| Tasks to complete |
A) According to the Kyrie Irving article, on what date did the Nets decide Irving would not be with the team?
B) Write out the Kyrie Irving article word for word from "Tsai, however, remains" to "Madison Square Garden.".

| Document segment |
NEW YORK — Brooklyn Nets owner Joe Tsai hopes Kyrie Irving “gets vaccinated as soon as possible,” but he is unsure when the point guard will return to the team.

Tsai, however, remains certain that Irving has to be vaccinated to play for the Nets as long as New York City continues to have its mandate.

“I don’t know,” Tsai said in a sit-down interview with ESPN when asked when he thinks Irving will play again. “Either he has to be vaccinated in order to come back if the New York mandate is still in place. And don’t ask me when they may or may not change the New York mandate. Again, if you ask the people that are making decisions at the city level, they are going to say we are going to rely on science, rely on what the health department tells us [in order to proceed].”

Tsai said he has not spoken to Irving since the team’s collaborative decision on Oct. 12 to not have him be with the team until he complies with New York City’s COVID-19 mandate of getting at least one vaccination shot in order to play at Barclays Center and Madison Square Garden.

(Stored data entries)

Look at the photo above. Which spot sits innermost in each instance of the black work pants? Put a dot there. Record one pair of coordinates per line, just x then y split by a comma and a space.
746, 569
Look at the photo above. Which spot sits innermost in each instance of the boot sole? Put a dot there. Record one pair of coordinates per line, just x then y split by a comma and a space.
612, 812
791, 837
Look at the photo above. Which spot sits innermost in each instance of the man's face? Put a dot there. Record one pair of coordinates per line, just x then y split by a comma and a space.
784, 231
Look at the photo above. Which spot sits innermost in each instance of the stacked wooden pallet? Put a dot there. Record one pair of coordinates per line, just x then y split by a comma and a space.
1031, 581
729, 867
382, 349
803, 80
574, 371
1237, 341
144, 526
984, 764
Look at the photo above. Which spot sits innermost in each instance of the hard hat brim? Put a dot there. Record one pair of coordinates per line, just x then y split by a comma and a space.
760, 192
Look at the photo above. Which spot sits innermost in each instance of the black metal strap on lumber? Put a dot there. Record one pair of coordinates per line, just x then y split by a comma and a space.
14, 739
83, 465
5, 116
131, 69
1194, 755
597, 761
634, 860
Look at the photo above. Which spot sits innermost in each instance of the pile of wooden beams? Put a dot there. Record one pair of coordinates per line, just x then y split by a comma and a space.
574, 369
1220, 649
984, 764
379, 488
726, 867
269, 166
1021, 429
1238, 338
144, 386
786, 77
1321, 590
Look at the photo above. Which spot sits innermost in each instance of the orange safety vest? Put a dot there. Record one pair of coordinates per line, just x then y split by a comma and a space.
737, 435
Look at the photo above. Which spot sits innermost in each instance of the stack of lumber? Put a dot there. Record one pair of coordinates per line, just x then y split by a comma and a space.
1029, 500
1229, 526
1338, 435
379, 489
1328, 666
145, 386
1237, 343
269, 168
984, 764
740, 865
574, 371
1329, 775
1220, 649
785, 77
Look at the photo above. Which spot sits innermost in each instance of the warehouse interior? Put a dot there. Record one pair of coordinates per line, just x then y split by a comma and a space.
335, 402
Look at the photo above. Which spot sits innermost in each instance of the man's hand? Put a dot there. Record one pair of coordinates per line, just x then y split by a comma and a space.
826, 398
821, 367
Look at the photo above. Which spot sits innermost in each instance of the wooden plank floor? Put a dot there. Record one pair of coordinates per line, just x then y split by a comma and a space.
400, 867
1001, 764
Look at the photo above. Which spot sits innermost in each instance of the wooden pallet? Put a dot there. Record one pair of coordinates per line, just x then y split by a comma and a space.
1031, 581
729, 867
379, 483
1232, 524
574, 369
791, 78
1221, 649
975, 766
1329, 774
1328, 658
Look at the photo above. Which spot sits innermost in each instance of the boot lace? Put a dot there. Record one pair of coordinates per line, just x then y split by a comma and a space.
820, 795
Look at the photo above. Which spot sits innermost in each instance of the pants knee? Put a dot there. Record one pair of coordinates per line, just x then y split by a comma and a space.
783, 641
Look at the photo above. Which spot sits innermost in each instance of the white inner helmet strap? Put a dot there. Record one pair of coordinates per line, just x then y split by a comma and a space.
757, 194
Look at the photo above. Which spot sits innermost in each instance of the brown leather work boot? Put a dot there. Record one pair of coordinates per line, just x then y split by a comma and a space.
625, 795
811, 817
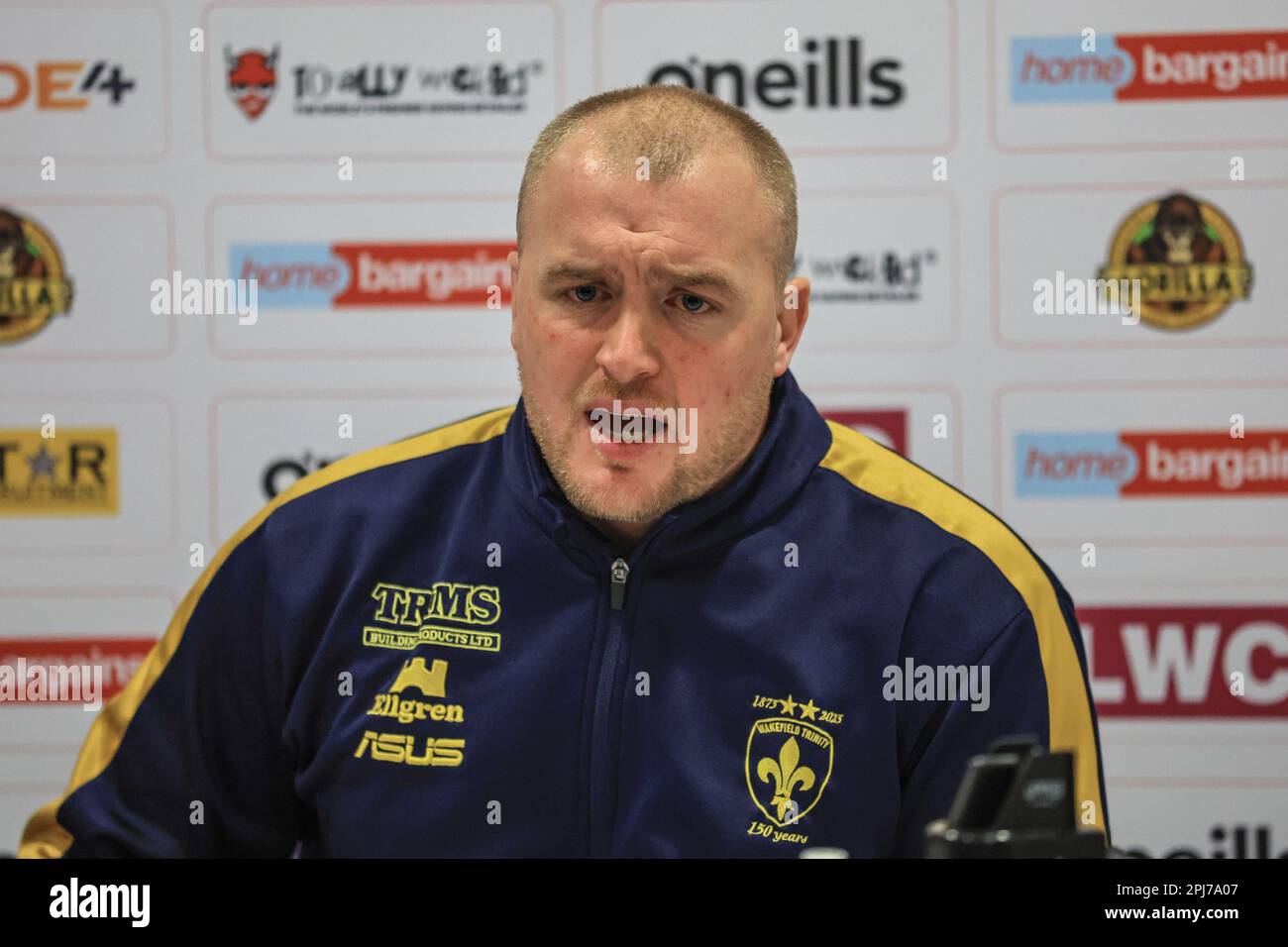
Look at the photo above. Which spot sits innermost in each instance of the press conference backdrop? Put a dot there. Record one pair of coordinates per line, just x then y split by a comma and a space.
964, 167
...
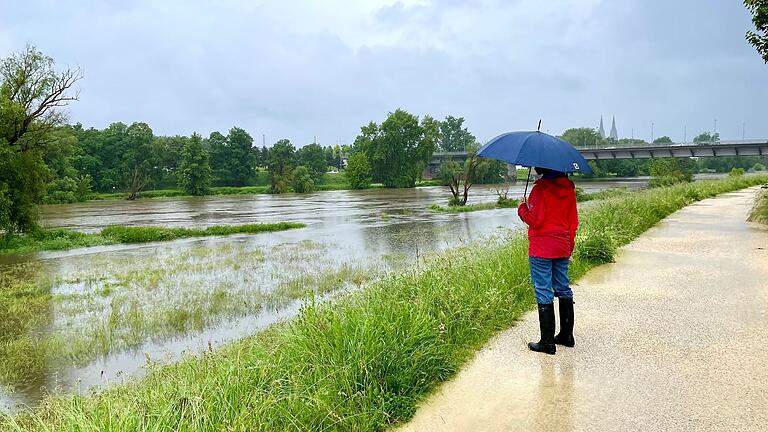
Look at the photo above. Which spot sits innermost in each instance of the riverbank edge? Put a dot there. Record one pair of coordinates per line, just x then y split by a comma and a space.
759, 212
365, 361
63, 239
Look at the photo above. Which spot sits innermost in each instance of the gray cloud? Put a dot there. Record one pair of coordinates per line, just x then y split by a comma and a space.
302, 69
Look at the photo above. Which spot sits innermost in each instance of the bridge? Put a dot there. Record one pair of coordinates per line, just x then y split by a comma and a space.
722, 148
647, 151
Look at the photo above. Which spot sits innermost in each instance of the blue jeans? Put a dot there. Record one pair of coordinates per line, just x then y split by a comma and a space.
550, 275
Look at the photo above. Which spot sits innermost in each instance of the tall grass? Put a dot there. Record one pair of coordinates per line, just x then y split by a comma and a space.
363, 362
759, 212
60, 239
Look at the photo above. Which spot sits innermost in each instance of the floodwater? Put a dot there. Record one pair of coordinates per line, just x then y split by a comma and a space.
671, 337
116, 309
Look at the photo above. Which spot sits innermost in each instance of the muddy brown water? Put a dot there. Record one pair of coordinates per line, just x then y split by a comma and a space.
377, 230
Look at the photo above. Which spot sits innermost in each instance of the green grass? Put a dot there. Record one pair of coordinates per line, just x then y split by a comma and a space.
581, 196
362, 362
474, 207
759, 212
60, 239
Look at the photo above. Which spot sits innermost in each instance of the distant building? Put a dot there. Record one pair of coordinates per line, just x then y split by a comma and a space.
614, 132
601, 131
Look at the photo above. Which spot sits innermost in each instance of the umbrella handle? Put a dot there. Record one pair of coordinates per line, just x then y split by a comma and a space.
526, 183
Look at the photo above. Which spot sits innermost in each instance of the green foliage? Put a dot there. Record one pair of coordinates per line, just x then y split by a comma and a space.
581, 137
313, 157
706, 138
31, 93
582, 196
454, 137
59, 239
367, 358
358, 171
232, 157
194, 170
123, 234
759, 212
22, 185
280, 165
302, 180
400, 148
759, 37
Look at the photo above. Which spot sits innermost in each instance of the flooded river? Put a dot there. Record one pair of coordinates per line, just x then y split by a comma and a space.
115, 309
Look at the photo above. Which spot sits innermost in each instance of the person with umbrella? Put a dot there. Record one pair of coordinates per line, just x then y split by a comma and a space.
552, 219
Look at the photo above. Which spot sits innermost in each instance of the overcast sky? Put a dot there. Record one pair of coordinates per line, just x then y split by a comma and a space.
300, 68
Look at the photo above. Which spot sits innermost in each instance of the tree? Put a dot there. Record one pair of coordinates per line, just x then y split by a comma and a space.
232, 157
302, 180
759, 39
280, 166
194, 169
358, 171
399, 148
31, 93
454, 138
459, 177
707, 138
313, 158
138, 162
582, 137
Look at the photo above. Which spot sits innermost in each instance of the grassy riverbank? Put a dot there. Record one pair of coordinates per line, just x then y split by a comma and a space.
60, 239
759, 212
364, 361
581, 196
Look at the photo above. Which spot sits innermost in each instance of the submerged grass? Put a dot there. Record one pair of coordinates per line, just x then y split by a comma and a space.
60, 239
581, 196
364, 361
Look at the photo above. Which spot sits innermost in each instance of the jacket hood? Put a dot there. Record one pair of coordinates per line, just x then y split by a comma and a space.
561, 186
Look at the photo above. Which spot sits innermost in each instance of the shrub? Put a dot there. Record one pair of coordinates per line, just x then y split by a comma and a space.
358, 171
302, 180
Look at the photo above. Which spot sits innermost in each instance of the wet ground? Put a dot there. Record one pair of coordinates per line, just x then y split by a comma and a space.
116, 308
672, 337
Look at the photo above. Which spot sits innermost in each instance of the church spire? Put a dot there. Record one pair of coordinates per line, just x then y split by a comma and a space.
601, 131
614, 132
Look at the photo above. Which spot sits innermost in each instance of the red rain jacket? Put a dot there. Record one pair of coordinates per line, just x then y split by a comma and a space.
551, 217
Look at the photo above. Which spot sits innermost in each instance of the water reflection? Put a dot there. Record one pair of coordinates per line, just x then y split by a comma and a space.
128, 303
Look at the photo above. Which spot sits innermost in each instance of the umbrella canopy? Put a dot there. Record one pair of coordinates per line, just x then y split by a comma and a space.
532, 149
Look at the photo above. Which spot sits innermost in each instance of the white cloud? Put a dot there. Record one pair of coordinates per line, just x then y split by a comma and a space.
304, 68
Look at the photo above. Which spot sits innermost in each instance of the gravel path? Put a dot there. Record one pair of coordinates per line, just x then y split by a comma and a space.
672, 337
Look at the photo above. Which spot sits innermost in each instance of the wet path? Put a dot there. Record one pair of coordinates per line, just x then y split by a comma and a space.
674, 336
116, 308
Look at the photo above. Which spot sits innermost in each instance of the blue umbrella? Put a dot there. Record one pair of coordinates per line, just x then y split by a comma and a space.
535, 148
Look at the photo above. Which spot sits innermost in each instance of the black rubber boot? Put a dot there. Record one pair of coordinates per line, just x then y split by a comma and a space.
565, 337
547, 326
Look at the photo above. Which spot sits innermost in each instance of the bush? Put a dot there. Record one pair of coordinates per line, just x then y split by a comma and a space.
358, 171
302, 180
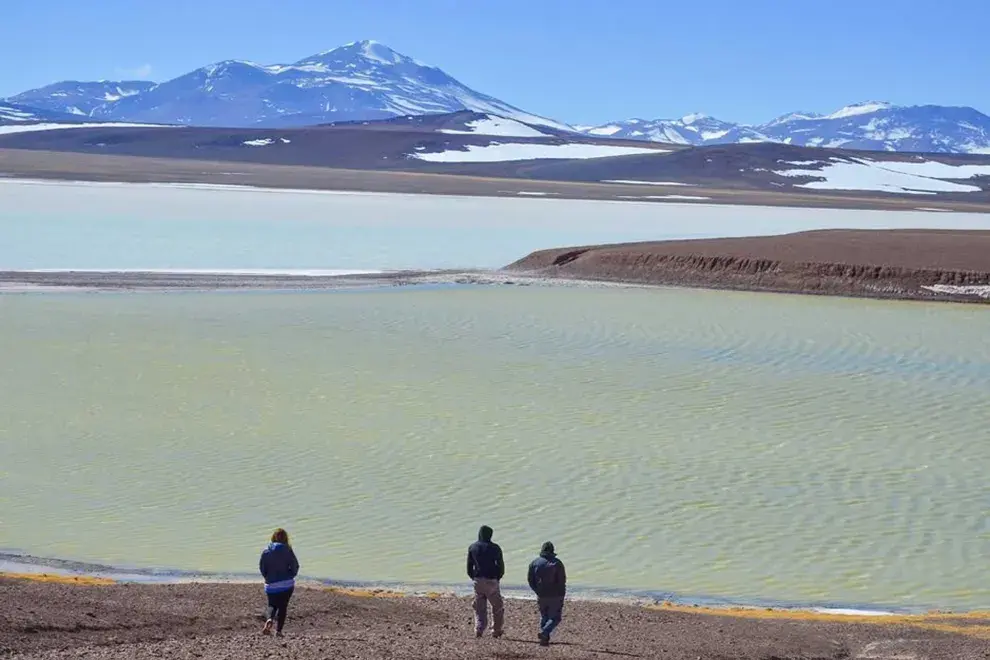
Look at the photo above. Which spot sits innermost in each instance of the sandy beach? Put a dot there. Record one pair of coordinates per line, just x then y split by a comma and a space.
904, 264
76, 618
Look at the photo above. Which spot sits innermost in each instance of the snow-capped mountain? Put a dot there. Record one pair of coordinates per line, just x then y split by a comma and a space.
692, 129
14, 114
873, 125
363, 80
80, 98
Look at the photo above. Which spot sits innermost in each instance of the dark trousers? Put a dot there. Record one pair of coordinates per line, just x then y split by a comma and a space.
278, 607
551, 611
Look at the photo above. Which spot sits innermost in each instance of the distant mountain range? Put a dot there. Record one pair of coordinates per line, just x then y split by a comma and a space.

| Answers to the tasks |
A) Oct. 12

B)
Tsai, however, remains certain that Irving has to be vaccinated to play for the Nets as long as New York City continues to have its mandate.

“I don’t know,” Tsai said in a sit-down interview with ESPN when asked when he thinks Irving will play again. “Either he has to be vaccinated in order to come back if the New York mandate is still in place. And don’t ask me when they may or may not change the New York mandate. Again, if you ask the people that are making decisions at the city level, they are going to say we are going to rely on science, rely on what the health department tells us [in order to proceed].”

Tsai said he has not spoken to Irving since the team’s collaborative decision on Oct. 12 to not have him be with the team until he complies with New York City’s COVID-19 mandate of getting at least one vaccination shot in order to play at Barclays Center and Madison Square Garden.